--- Begin Excerpt to read ---

Generally, we will not disturb an administrative determination made following a hearing unless it is shown that it was not supported by substantial evidence in the record (see 300 Gramatan Ave. Assoc. v. State Div. of Human Rights, 45 N.Y.2d 176, 179, 408 N.Y.S.2d 54, 379 N.E.2d 1183 [1978] ; Matter of Rauschmeier v. Village of Johnson City, 91 A.D.3d 1080, 1081–1082, 937 N.Y.S.2d 373 [2012], lv. denied 19 N.Y.3d 802, 2012 WL 1538361 [2012] ). In our view, the Commissioner, who adopted the findings of the ALJ, erred because his findings were made without regard to the statutory basis for the agreement and indenture by and between the City and Central Hudson, and his conclusions were based on an incomplete record with regard to the condemnation proceeding. As such, we cannot conclude that the determination was supported by substantial evidence.

Historically, the City's authority to take land for its water supply derives from the Laws of 1905 (ch. 724), known as the Water Supply Act (hereinafter WSA) (see generally Matter of Van Etten v. City of New York, 226 N.Y. 483, 492–493, 124 N.E. 201 [1919] ). The WSA sets forth the procedure that allowed the City to acquire “lands or interest” necessary “to provide for an additional supply of pure and wholesome water” (L. 1905, ch. 724). “The statute contemplates a proceeding to condemn the fee of the real property required by the [C]ity, and a proceeding to determine the damages arising for a decrease in the value of an established business” (Matter of Board of Water Supply, City of N.Y., 211 N.Y. 174, 183, 105 N.E. 213 [1914] [internal citations omitted] ). As relevant here, the WSA required the City to identify potential water sources and to approve a “final map” depicting the proposed water sources (L. 1905, ch. 724, § 3). Following the filing of the “final map,” additional maps were to be generated showing “the various parcels of real estate on, over or through which [dams] are to be constructed or maintained, or by which may be necessary for the prosecution of the work authorized by [the WSA] and “plainly indicat[ing] which parcels the fee, and over or through which parcels the rights to use and occupy the same in perpetuity, is to be acquired” (L. 1905, ch. 724, § 5). The City was then required to file these maps (see L. 1905, ch. 724, § 6) and commence a proceeding by a petition that “set[s] forth the action theretofore taken by the [City's] board of water supply and by the [City's] board of estimate and apportionment, and the filing of such maps” (L. 1905, ch. 724, § 7). The petition had to state “a general description of all the real estate to, in, or over which any title, interest, right or easement is sought to be acquired for the ... [C]ity ..., each parcel being more particularly described by a reference to the number of said parcel as given on said maps, and the title, interest or easement sought to be acquired to, in or over such parcel, whether a fee or otherwise” (L. 1905, ch. 724, § 7 [emphasis added] ).

--- End Excerpt to read ---

Required work>
- A) Reproduce the portion of the opinion excerpt that begins at the words "Generally, we will" and stops after the words "by substantial evidence.".
- B) According to the opinion excerpt, by what name are the Laws of 1905 (ch. 724) known?
- C) Resume the opinion excerpt on the City's water supply authority, picking up right after its final sentence.

--- Begin Data lines ---

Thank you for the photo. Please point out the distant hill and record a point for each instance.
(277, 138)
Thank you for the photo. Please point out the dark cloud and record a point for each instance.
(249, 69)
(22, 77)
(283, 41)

--- End Data lines ---

Response list>
- A)
Generally, we will not disturb an administrative determination made following a hearing unless it is shown that it was not supported by substantial evidence in the record (see 300 Gramatan Ave. Assoc. v. State Div. of Human Rights, 45 N.Y.2d 176, 179, 408 N.Y.S.2d 54, 379 N.E.2d 1183 [1978] ; Matter of Rauschmeier v. Village of Johnson City, 91 A.D.3d 1080, 1081–1082, 937 N.Y.S.2d 373 [2012], lv. denied 19 N.Y.3d 802, 2012 WL 1538361 [2012] ). In our view, the Commissioner, who adopted the findings of the ALJ, erred because his findings were made without regard to the statutory basis for the agreement and indenture by and between the City and Central Hudson, and his conclusions were based on an incomplete record with regard to the condemnation proceeding. As such, we cannot conclude that the determination was supported by substantial evidence.

- B) The Water Supply Act (WSA).

- C)
Once maps were created and the petition filed, commissioners of appraisal were sworn to determine the amount to be paid to those whose property was “taken or affected” (L. 1905, ch. 724, § 9). Upon the filing of the commissioner's oaths, the City was “seized in fee of all those parcels of real estate which are on the maps ... described as parcels, of which it [had] been determined that the fee should be acquired” (L. 1905, ch. 724, § 11; see Matter of Van Etten v. City of New York, 226 N.Y. at 490–491, 124 N.E. 201 ). Thereafter,...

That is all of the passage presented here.